This task is to restate all of the entries exactly.

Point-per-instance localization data

--------

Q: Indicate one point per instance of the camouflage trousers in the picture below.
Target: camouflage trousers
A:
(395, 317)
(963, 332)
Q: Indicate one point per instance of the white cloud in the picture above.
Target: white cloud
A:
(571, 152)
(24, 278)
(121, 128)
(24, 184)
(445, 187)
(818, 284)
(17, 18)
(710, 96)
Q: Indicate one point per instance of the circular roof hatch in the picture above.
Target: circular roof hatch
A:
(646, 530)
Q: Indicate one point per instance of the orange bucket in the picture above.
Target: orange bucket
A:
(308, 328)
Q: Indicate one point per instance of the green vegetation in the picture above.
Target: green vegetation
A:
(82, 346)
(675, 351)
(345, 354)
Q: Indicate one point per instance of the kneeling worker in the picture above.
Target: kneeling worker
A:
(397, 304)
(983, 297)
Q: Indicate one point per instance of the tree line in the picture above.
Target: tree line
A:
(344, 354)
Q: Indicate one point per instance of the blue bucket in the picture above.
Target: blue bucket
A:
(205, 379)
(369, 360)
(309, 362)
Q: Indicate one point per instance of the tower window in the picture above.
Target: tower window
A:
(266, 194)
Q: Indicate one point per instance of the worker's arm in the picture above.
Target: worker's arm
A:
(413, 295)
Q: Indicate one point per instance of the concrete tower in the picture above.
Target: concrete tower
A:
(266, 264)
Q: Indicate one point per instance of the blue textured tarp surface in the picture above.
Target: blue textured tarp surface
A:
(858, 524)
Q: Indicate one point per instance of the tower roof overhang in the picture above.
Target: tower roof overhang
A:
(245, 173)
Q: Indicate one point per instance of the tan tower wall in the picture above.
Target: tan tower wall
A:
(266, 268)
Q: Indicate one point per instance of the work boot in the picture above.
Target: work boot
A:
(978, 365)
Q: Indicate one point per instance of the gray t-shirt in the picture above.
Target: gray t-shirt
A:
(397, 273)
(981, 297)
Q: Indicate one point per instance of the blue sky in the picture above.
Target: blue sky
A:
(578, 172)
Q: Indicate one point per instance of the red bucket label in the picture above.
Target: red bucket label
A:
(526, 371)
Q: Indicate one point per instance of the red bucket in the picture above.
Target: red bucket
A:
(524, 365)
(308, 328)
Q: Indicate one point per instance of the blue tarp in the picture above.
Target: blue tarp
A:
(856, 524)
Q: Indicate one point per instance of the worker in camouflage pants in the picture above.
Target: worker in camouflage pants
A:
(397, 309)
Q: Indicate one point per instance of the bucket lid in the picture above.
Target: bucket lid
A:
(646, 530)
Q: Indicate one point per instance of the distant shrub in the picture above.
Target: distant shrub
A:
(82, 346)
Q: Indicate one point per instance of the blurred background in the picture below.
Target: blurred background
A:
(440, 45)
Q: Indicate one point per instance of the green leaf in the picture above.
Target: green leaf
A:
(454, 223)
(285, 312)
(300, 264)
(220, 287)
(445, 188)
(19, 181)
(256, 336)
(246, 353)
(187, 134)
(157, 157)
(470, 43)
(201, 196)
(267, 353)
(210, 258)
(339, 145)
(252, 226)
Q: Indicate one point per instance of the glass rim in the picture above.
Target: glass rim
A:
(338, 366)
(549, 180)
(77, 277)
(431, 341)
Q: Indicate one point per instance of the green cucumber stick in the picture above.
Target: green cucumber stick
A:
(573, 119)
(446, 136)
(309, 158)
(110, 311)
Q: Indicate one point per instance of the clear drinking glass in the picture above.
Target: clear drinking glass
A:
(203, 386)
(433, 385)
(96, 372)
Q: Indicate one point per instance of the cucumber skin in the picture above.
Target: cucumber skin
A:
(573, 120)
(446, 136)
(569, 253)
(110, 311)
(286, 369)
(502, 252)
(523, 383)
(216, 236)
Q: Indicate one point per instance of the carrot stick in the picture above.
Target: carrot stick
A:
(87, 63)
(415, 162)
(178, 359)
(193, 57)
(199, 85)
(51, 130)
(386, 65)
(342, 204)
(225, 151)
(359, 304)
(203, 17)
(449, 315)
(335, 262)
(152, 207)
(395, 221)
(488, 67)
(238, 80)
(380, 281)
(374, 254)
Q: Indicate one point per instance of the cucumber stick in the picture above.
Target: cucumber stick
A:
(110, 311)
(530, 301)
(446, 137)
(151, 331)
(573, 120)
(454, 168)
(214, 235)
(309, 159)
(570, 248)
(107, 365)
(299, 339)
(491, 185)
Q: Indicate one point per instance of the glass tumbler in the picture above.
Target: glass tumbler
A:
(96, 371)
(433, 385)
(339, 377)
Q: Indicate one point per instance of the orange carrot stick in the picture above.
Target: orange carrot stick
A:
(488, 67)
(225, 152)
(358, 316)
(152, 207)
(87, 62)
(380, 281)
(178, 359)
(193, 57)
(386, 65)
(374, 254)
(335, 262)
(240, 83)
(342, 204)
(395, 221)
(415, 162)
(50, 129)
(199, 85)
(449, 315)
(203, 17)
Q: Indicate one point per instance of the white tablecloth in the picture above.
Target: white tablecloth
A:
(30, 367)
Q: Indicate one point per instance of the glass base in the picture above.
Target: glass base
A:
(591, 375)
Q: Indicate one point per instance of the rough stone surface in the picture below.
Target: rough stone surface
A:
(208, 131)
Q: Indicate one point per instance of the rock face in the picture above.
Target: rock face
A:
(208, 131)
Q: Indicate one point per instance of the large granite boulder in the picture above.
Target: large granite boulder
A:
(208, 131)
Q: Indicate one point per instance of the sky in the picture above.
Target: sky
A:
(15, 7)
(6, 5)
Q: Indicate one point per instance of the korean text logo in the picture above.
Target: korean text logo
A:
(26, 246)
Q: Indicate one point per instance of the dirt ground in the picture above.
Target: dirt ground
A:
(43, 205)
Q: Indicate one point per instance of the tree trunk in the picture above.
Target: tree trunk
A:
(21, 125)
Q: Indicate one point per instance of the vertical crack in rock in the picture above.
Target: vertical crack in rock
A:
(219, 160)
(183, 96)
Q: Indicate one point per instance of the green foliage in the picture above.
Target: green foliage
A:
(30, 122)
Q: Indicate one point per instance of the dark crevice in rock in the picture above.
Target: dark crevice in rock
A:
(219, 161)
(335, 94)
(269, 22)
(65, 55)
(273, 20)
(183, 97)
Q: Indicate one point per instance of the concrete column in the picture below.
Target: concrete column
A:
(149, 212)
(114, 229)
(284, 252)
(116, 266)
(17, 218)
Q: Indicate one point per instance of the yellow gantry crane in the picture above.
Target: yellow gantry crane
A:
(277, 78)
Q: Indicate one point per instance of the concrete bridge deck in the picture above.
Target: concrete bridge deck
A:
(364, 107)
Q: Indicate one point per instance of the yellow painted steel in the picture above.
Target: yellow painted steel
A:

--------

Response to the exercise:
Q: Indicate one point per instance of the camouflage trousers in the picture below.
Target: camouflage trousers
A:
(395, 317)
(963, 332)
Q: Indicate one point per instance of the white cloud in the picture above.
Target: white cloud
A:
(571, 152)
(24, 278)
(121, 128)
(24, 184)
(445, 187)
(818, 284)
(17, 18)
(710, 96)
Q: Indicate one point per instance of the circular roof hatch in the picture above.
Target: circular roof hatch
A:
(646, 530)
Q: Indicate one point per instance of the orange bucket in the picture above.
Target: orange bucket
A:
(308, 328)
Q: Indicate one point per instance of the green vegetation in the picture above.
Target: green vegetation
A:
(82, 346)
(675, 351)
(345, 354)
Q: Indicate one point per instance of the kneeling worker in the picture above.
Target: kneeling worker
A:
(397, 304)
(983, 297)
Q: Indicate one point per instance of the tree line in the picture above.
Target: tree line
A:
(344, 354)
Q: Indicate one point per instance of the blue bucket in the picture above.
Target: blue bucket
A:
(205, 379)
(369, 360)
(309, 362)
Q: Indicate one point per instance of the tower window in the picture above.
Target: tower window
A:
(266, 194)
Q: Indicate one point per instance of the worker's arm in the picture above.
Target: worker's arm
A:
(413, 295)
Q: Indicate one point per instance of the concrete tower in the picture above.
Target: concrete tower
A:
(266, 264)
Q: Indicate one point per instance of the blue textured tarp surface in the picture above.
Target: blue textured tarp surface
A:
(858, 524)
Q: Indicate one point per instance of the tower roof overhang in the picture above.
Target: tower roof overhang
A:
(245, 173)
Q: Indicate one point per instance of the tan tower wall in the picture above.
Target: tan tower wall
A:
(266, 268)
Q: Indicate one point per instance of the work boot in the picture above.
Target: work boot
A:
(978, 365)
Q: Indicate one point per instance of the gray t-shirt in the picture above.
Target: gray t-shirt
A:
(397, 273)
(981, 297)
Q: Indicate one point per instance of the blue sky in the picture above.
Target: blue sky
A:
(578, 172)
Q: Indicate one point per instance of the red bucket label in the picture above.
Target: red bucket label
A:
(526, 371)
Q: Indicate one point per instance of the red bucket in the picture above.
Target: red bucket
A:
(524, 365)
(308, 328)
Q: Indicate one point per instance of the blue tarp in the picture above.
Target: blue tarp
A:
(856, 524)
Q: Indicate one point per instance of the worker in camouflage pants in the picture above.
Target: worker in camouflage pants
A:
(397, 309)
Q: Indicate one point per instance of the bucket lid in the picture above.
Target: bucket lid
A:
(646, 530)
Q: Indicate one point per instance of the distant shrub in the picture above.
Target: distant shrub
A:
(82, 346)
Q: Indicate one point per instance of the blurred background in the picture below.
Target: blurred background
A:
(440, 45)
Q: Indicate one point per instance of the green leaf in the picture above.
Target: green leaf
A:
(454, 223)
(285, 312)
(300, 264)
(220, 287)
(445, 188)
(19, 181)
(256, 336)
(246, 353)
(187, 134)
(157, 157)
(470, 43)
(201, 196)
(267, 353)
(210, 258)
(339, 145)
(252, 226)
Q: Indicate one point per instance of the glass rim in the picture above.
Target: glass rim
A:
(338, 366)
(549, 180)
(77, 277)
(431, 341)
Q: Indicate one point per instance of the green cucumber stick in the picture above.
Target: green cucumber stick
A:
(573, 119)
(446, 136)
(309, 158)
(110, 311)
Q: Indicate one point per instance of the clear drinking glass in the picture above.
Target: clear drinking glass
A:
(203, 386)
(433, 385)
(96, 372)
Q: Indicate one point per instance of the cucumber skin in the picture above.
Target: cucumber skin
A:
(573, 120)
(446, 136)
(569, 253)
(110, 311)
(286, 369)
(502, 252)
(523, 383)
(216, 236)
Q: Indicate one point per instance of the carrot stick in the picture above.
Target: carrot stick
A:
(87, 63)
(415, 162)
(178, 359)
(193, 57)
(199, 85)
(51, 130)
(386, 65)
(342, 204)
(225, 151)
(359, 304)
(203, 17)
(449, 315)
(335, 262)
(152, 207)
(395, 221)
(488, 67)
(238, 80)
(380, 281)
(374, 254)
Q: Indicate one point per instance of the cucumber stick in the picture above.
Target: cucumber stick
A:
(110, 311)
(530, 301)
(446, 137)
(151, 331)
(573, 120)
(454, 168)
(214, 235)
(309, 159)
(570, 248)
(107, 365)
(299, 339)
(491, 185)
Q: Indicate one point per instance of the glass tumbler in the picture above.
Target: glass tumbler
A:
(96, 371)
(433, 385)
(339, 377)
Q: Indicate one point per instance of the orange carrot stick in the picture above.
Target: orange carrot stick
A:
(488, 67)
(225, 152)
(358, 316)
(152, 207)
(87, 62)
(380, 281)
(178, 359)
(193, 57)
(386, 65)
(374, 254)
(335, 262)
(240, 83)
(342, 204)
(395, 221)
(415, 162)
(50, 129)
(199, 85)
(449, 315)
(203, 17)
Q: Indicate one point per instance of the white tablecloth in the picture above.
Target: white tablecloth
A:
(30, 367)
Q: Indicate one point per instance of the glass base in the picture above.
Target: glass base
A:
(591, 375)
Q: Indicate one point per instance of the rough stone surface in the picture below.
Target: rough stone surface
A:
(208, 131)
Q: Indicate one point per instance of the rock face in the picture above.
Target: rock face
A:
(208, 131)
Q: Indicate one point per instance of the large granite boulder in the picture above.
Target: large granite boulder
A:
(208, 131)
Q: Indicate one point per instance of the sky in the picture above.
Target: sky
A:
(15, 7)
(6, 5)
Q: Indicate one point per instance of the korean text logo in the picture above.
Target: korean text logo
A:
(26, 246)
Q: Indicate one point per instance of the dirt ground in the picture above.
Target: dirt ground
A:
(43, 205)
Q: Indicate one point per instance of the tree trunk in the picture above.
Target: tree trunk
A:
(21, 125)
Q: Indicate one point per instance of the vertical crack in rock in the picture above.
Target: vertical crack in rock
A:
(219, 160)
(183, 96)
Q: Indicate one point per instance of the green foliage in the picture above.
Target: green foliage
A:
(30, 122)
Q: Indicate one point per instance of the dark crevice in rock in the picture above.
Target: dark crevice in rock
A:
(219, 161)
(335, 94)
(269, 22)
(65, 55)
(273, 20)
(183, 97)
Q: Indicate one point per instance of the concrete column in the picture below.
Target: concrete column
A:
(149, 212)
(114, 229)
(284, 252)
(116, 266)
(17, 218)
Q: Indicate one point per instance of the yellow gantry crane in the picture above.
Target: yellow gantry crane
A:
(277, 78)
Q: Indicate one point per instance of the concrete bridge deck in the picture above.
Target: concrete bridge deck
A:
(364, 107)
Q: Indicate one point per instance of the yellow painted steel in the picture above.
Target: yellow painted steel
A:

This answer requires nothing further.